=== AUFTRAG 1 ===
Gib die Zeilen der Einträge unverändert wieder, vom Anfang der Einträge bis einschließlich der Zeile, die „533L876 544L832 546L844“ enthält.

=== TEXTAUSZUG ===

# Welcher Monitor ? TN oder IPS ? 16:9 oder 16:10 ? Benötige Hilfe :-)



## Vortilion (17. Januar 2012)

*Welcher Monitor ? TN oder IPS ? 16:9 oder 16:10 ? Benötige Hilfe *

Schönen guten Tag liebe Community,

ich besitze zur Zeit einen 19" Fujitsu Siemens T19AA. So langsam wird es Zeit für was Neues, etwas Größeres.

Die Frage ist ob ich bei einem TN Pabel bleiben sollte. Ich meine ich hatte ja bis jetzt immer nur TN und gestört hat es mich aucht sonderlich.

Ich sitze eigentlich immer gerade vor dem Monitor. Schaue keine Filme am PC (ausser ab und zu Youtube Videos)

Ansonsten sind meine Prioritäten wie folgt verteilt.

60 % Games
30 % Internet
10 % Office & Co

Momentan spiele ich Spiele wie DeusEx Human Revolution, The Witcher II, Skyrim, warte auf Diablo 3 und ab und zu mal nen Shoter.

Hatte mir folgende TN Modelle mal rausgesucht.

=== EINGABEDATEN ===

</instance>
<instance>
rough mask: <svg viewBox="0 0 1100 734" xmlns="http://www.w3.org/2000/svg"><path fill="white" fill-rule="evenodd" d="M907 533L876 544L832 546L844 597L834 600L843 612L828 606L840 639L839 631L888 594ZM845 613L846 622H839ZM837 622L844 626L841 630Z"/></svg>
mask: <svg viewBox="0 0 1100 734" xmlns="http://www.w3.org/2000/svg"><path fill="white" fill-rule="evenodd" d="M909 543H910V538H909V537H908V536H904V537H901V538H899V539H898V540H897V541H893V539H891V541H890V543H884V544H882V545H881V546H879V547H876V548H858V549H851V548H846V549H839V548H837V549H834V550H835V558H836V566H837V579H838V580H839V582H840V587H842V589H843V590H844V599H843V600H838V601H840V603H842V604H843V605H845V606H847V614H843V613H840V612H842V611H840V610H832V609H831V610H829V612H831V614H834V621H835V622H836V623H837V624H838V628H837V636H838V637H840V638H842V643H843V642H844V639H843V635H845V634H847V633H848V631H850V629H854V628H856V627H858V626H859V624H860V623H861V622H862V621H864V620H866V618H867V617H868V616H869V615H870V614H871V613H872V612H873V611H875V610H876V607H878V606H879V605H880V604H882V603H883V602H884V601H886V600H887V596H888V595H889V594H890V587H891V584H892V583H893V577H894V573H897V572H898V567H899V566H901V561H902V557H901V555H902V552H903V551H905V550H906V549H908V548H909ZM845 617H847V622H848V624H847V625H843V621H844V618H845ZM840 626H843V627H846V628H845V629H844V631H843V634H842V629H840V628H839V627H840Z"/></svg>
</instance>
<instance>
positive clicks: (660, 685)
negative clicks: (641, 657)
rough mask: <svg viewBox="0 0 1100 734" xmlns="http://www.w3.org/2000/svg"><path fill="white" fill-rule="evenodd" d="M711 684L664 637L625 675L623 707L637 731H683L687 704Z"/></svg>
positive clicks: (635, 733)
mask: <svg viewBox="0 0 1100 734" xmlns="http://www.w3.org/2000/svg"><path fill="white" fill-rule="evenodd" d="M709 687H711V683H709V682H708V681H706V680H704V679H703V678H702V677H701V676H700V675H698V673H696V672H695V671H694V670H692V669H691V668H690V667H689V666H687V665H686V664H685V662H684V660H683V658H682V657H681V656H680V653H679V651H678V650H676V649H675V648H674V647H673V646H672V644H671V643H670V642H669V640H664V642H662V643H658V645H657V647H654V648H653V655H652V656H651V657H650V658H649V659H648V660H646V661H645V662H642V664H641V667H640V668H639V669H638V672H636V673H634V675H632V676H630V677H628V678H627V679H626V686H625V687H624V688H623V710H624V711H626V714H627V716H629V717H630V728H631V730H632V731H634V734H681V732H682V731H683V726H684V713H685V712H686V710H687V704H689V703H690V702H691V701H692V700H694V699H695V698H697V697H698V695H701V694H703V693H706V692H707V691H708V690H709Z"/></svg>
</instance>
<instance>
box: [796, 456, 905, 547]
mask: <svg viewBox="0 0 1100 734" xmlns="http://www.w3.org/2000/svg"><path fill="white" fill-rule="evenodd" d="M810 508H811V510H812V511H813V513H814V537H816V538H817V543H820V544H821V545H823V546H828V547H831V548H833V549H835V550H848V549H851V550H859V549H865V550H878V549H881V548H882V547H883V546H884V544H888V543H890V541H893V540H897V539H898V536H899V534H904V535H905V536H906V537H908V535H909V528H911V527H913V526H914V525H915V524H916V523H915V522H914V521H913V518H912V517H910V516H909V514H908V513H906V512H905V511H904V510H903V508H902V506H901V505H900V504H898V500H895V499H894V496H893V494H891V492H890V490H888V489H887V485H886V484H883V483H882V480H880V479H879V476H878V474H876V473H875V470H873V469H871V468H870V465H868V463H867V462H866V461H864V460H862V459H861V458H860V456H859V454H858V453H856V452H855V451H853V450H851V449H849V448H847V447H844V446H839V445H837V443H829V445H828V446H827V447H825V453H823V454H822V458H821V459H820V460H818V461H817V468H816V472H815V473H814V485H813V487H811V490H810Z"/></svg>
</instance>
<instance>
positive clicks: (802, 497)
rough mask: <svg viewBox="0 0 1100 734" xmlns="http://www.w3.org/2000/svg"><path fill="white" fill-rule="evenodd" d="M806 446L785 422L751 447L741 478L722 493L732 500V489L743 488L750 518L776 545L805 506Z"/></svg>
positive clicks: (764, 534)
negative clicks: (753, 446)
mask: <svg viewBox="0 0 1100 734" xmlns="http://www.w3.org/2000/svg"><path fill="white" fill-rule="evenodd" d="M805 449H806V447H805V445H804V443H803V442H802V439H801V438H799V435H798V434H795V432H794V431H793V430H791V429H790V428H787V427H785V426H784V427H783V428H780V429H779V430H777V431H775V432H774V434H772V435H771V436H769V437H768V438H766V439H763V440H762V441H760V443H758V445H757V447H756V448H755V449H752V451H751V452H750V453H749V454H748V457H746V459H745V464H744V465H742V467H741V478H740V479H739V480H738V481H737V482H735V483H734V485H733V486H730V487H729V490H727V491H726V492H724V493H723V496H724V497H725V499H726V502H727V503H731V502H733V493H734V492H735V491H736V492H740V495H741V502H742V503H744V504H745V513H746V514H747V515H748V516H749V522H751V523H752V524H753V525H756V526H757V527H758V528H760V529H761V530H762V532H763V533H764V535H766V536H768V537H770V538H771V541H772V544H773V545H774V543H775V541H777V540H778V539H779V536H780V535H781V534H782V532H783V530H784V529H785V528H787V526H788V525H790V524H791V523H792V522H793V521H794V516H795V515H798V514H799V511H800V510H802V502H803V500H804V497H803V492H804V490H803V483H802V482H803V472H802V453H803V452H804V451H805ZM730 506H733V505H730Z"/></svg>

=== AUFTRAG 2 ===
Welchen Monitor besitzt die Person, die im Textauszug um Hilfe bittet, zur Zeit?

=== SCHRIFTLICHE ANTWORT 1 ===
</instance>
<instance>
rough mask: <svg viewBox="0 0 1100 734" xmlns="http://www.w3.org/2000/svg"><path fill="white" fill-rule="evenodd" d="M907 533L876 544L832 546L844 597L834 600L843 612L828 606L840 639L839 631L888 594ZM845 613L846 622H839ZM837 622L844 626L841 630Z"/></svg>

=== SCHRIFTLICHE ANTWORT 2 ===
Einen 19" Fujitsu Siemens T19AA.